* **RECORD LIST**:
^^^^
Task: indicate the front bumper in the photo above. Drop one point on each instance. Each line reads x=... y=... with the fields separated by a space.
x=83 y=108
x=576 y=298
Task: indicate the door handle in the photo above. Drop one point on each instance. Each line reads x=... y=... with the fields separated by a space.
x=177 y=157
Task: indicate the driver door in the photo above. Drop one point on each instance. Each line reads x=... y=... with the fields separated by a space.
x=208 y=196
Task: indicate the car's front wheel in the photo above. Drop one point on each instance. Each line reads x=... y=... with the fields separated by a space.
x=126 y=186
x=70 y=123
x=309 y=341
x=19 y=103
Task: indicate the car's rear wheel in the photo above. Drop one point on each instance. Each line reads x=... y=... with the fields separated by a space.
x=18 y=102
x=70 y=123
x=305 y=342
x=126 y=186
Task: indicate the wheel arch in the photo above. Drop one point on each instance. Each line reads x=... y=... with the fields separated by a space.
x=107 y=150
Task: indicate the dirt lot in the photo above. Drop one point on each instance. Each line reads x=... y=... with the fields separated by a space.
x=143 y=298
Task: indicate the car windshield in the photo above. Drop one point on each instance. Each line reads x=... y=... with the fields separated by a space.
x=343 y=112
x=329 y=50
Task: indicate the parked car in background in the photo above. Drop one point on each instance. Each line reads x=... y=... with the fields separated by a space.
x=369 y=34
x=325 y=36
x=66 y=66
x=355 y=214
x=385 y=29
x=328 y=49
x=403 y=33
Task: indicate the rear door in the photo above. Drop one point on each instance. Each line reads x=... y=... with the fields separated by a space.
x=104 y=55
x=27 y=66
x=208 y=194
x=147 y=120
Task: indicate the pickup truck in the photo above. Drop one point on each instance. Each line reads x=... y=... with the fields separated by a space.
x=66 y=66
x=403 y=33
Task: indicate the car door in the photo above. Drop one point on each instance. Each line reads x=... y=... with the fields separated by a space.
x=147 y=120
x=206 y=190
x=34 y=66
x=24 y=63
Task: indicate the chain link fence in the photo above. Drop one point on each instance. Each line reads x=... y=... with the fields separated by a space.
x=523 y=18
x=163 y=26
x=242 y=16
^^^^
* **REQUIREMENTS**: Arrange the lines above as a JSON list of strings, one string per line, with blank lines omitted.

* **THE ANSWER**:
[
  "Task: indicate the front bumper in the photo above. Drop one point on each instance. Each line reads x=... y=... with the fields separated by a space.",
  "x=83 y=108",
  "x=576 y=298",
  "Task: indicate the door handle in the photo above. Drop one point on each instance. Each line reads x=... y=... with the fields separated by a space.",
  "x=177 y=157",
  "Task: indicate the driver door in the photo above. Drop one point on each instance. Each line reads x=... y=... with the fields separated by a space.",
  "x=208 y=196",
  "Task: indicate the car's front wheel in the photo above. Drop one point on each instance. Each line reads x=... y=... with the fields separated by a space.",
  "x=126 y=186",
  "x=70 y=123",
  "x=309 y=341",
  "x=19 y=103",
  "Task: indicate the car's rear wheel in the photo above. Drop one point on each instance. Each line reads x=... y=... with the fields separated by a space.",
  "x=18 y=102",
  "x=70 y=123",
  "x=305 y=342",
  "x=126 y=186",
  "Task: indicate the wheel arch in the photo above. Drop one point on each instance. Each line reads x=... y=... with the fields separated by a space.",
  "x=107 y=150",
  "Task: indicate the dirt lot in the photo above. Drop one point on each instance. Each line reads x=... y=... with the fields separated by a space.",
  "x=143 y=298",
  "Task: indicate the car windshield in the photo above. Drop one point on each instance. Each line reads x=... y=... with the fields separated by a space.",
  "x=343 y=112",
  "x=329 y=50",
  "Task: indicate the parked car in background in the photo above. Drop one point on each instance. Each line reads x=... y=... with the fields separated by a space.",
  "x=369 y=34",
  "x=325 y=36",
  "x=66 y=66",
  "x=355 y=214",
  "x=385 y=29",
  "x=328 y=49",
  "x=403 y=33",
  "Task: indicate the rear door in the photo above. Drop one point on each instance. Each line reads x=... y=... with the fields separated by a space.",
  "x=104 y=55",
  "x=27 y=66",
  "x=208 y=194",
  "x=147 y=120",
  "Task: indicate the pickup truck in the photo above. Drop one point on each instance. Each line reads x=... y=... with the fields separated by a space.",
  "x=66 y=66",
  "x=403 y=33",
  "Task: indicate the car door in the photo above. Drop one point on each instance. Each line reads x=... y=... with the fields separated by a space.",
  "x=147 y=120",
  "x=206 y=190",
  "x=34 y=66",
  "x=24 y=63",
  "Task: indicate the chain link fence in the photo above. Drop one point on each instance. Each line reads x=... y=... with the fields separated by a space.",
  "x=523 y=18",
  "x=163 y=26",
  "x=242 y=16"
]